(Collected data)
______________________________

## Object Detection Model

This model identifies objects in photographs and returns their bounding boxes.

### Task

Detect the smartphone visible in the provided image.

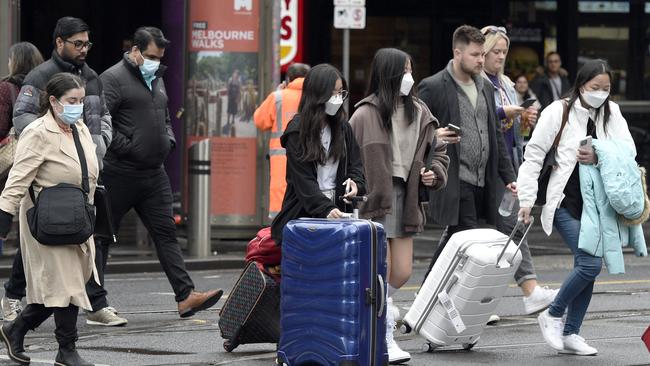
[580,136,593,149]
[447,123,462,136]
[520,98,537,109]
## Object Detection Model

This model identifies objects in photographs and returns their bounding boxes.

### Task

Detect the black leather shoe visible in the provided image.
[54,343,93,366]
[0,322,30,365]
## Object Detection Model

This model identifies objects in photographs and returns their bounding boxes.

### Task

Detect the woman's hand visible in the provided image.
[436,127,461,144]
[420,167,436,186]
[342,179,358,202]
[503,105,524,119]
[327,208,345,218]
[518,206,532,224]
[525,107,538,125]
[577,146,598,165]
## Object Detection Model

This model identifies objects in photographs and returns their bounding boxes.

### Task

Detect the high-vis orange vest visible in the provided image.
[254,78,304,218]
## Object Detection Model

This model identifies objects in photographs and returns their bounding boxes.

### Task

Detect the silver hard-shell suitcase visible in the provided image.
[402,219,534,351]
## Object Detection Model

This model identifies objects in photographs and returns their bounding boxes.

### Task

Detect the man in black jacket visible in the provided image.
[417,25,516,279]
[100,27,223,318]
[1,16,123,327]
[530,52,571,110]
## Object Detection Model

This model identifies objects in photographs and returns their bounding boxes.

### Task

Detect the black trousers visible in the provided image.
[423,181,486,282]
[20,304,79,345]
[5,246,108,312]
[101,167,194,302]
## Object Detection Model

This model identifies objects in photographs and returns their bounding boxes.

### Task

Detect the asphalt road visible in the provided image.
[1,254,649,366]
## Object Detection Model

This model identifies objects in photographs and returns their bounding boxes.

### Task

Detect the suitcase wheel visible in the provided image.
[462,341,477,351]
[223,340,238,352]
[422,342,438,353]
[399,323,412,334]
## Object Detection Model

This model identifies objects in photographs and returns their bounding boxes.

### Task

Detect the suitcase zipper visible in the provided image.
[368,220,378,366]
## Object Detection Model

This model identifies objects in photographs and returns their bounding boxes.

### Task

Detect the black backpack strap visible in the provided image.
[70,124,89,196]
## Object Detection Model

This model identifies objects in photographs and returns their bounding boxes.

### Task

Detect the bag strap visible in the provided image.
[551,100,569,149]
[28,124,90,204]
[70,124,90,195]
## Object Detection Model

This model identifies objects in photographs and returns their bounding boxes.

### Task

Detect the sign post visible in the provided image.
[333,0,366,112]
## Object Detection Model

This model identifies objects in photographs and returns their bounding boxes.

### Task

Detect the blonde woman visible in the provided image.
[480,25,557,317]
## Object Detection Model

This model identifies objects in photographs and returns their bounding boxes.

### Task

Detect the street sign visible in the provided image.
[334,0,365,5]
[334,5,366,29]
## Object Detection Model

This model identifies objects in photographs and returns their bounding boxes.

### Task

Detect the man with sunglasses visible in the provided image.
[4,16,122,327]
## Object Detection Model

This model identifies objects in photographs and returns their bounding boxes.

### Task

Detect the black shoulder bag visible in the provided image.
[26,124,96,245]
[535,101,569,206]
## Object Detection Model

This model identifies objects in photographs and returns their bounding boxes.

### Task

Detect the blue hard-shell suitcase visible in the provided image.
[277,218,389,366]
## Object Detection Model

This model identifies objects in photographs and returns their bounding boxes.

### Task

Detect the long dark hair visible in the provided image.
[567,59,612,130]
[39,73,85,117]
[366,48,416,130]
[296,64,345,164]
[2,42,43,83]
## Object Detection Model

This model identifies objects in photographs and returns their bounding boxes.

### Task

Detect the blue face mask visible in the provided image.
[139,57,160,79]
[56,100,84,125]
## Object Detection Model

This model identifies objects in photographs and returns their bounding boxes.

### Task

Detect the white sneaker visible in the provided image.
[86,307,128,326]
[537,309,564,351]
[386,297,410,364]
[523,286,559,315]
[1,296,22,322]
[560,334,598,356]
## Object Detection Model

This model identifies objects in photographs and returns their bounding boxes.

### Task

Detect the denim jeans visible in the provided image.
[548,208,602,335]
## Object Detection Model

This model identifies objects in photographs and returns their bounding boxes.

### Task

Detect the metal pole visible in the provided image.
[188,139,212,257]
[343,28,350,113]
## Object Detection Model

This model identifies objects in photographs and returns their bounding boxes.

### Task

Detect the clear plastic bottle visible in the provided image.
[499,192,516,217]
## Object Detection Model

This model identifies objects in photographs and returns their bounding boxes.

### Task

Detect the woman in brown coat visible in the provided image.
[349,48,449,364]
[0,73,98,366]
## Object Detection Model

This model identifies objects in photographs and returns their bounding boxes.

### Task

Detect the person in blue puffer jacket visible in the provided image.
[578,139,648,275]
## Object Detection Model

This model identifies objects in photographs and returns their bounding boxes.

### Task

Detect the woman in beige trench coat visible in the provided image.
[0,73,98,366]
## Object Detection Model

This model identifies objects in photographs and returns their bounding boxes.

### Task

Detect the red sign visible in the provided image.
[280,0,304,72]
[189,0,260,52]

______________________________

:: What to produce ::
Repeat every entry exactly, but leave out the pictures.

:: Your response ::
## Object Detection Model

This model identifies objects in photographs and returns their bounding boxes.

### Task

Detect the smartphone visible in the provided image.

[580,136,593,149]
[447,123,462,136]
[520,98,537,109]
## Object Detection Model

This model identifies objects in photographs and returns their bounding boxes.

### Task

Detect the black leather shoe visible in the provided image.
[54,343,93,366]
[0,322,30,365]
## Object Detection Model

This model identifies objects in photographs and returns their bounding boxes.

### Task

Detect the woman's hand visible in the provided image.
[436,127,461,144]
[420,167,436,186]
[342,179,358,202]
[503,105,524,119]
[327,208,345,218]
[518,206,532,224]
[525,107,538,125]
[577,146,598,165]
## Object Detection Model

This model identifies objects in photographs and returns their bounding boxes.

### Task

Detect the high-vis orange vest visible in the provided image.
[254,78,304,218]
## Object Detection Model

This model identifies objects in photographs and returns their bounding boxes.

### Task

Detect the silver hard-shell suitcase visible in the provided image.
[402,219,534,351]
## Object Detection Model

This model identifies objects in photographs and returns their bounding boxes.

### Task

Detect the man in black jacket visible in the provided image.
[417,25,516,279]
[100,27,223,318]
[1,16,123,327]
[530,52,571,110]
## Object Detection Model

This model identifies objects in photographs and returns their bounding boxes.

### Task

Detect the black trousers visible in the provided image.
[423,181,486,282]
[20,304,79,345]
[5,246,108,312]
[101,167,194,302]
## Object Detection Model

This model identifies objects in photographs and returns their bounding boxes.

### Task

Detect the asphalt road visible in the provided image.
[1,254,649,366]
## Object Detection Model

This model identifies objects in photographs and returns their bounding boxes.

### Task

Detect the suitcase wheel visible in the provided image.
[462,341,477,351]
[223,340,238,352]
[422,342,438,353]
[399,323,412,334]
## Object Detection Model

This model identifies objects in photographs and returns their bounding boxes.

### Task

Detect the suitcase zipper visible in the provided image.
[368,220,378,366]
## Object Detection Model

This model identifies objects in photographs and returns their bounding boxes.

### Task

Detect the black backpack strap visible in the provided image.
[70,124,89,196]
## Object Detection Model

This model identifies objects in photographs and returns their bounding boxes.

### Task

Detect the bag strap visible in the provided image.
[551,100,569,149]
[28,124,90,204]
[70,124,90,195]
## Object Detection Model

This model identifies objects in photographs and returns their bounding boxes.

### Task

Detect the sign post visible in the provided image.
[333,0,366,112]
## Object Detection Model

This model identifies objects in photographs and returns their bounding boxes.

### Task

Detect the blonde woman visible in the provided image.
[480,25,557,317]
## Object Detection Model

This model identifies objects in photographs and returns their bounding boxes.

### Task

Detect the street sign visible in the provided image.
[334,0,365,5]
[334,5,366,29]
## Object Detection Model

This model identifies objects in photographs and returns their bounding boxes.

### Task

Detect the man with sunglasses visible in the provided image.
[4,16,122,327]
## Object Detection Model

This model identifies objects in photographs and returns their bounding boxes.

### Task

Detect the black shoulder bag visible in the provided image.
[26,124,96,245]
[535,101,569,206]
## Object Detection Model

This model identifies objects in photographs and returns their bounding boxes.

### Task

Detect the blue hard-shell suitcase visible in the provided image.
[277,218,389,366]
## Object Detection Model

This model identifies objects in photographs and returns their bounding boxes.

### Task

Detect the long dark hair visible in the provided image.
[567,59,612,130]
[39,73,85,117]
[366,48,416,130]
[296,64,345,164]
[2,42,43,83]
## Object Detection Model

This model identifies objects in photographs and returns their bounding boxes.

### Task

Detect the blue face mask visible in the provided image.
[139,57,160,79]
[56,100,84,125]
## Object Detection Model

This model identifies objects in photographs and returns their bounding boxes.

### Task

Detect the white sneaker visible in the provided image.
[86,307,128,326]
[537,309,564,351]
[386,297,410,364]
[523,286,559,315]
[1,296,22,322]
[560,334,598,356]
## Object Detection Model

This model identifies objects in photographs and returns their bounding boxes.

### Task

Detect the denim jeans visible in the provided image.
[548,208,602,335]
## Object Detection Model

This model identifies objects in photographs and returns their bounding boxes.

### Task

Detect the metal pole visible in the provided image.
[188,139,212,257]
[343,28,350,113]
## Object Detection Model

This model identifies objects in photographs and returns their bounding boxes.

### Task

Detect the clear plastic bottle visible in the provided image.
[499,192,516,217]
## Object Detection Model

This model identifies objects in photographs and returns their bounding boxes.

### Task

Detect the woman in brown coat visible in the provided image.
[349,48,449,364]
[0,73,98,366]
## Object Detection Model

This model identifies objects in photographs and returns their bounding boxes.

### Task

Detect the person in blue puffer jacket visible in the provided image.
[578,139,648,275]
## Object Detection Model

This model identifies objects in photographs and returns their bounding boxes.

### Task

Detect the woman in beige trench coat visible in the provided image.
[0,73,98,366]
## Object Detection Model

This model identifies objects in photographs and returns their bounding boxes.

### Task

Detect the red sign visible in the provided image.
[280,0,304,72]
[189,0,260,52]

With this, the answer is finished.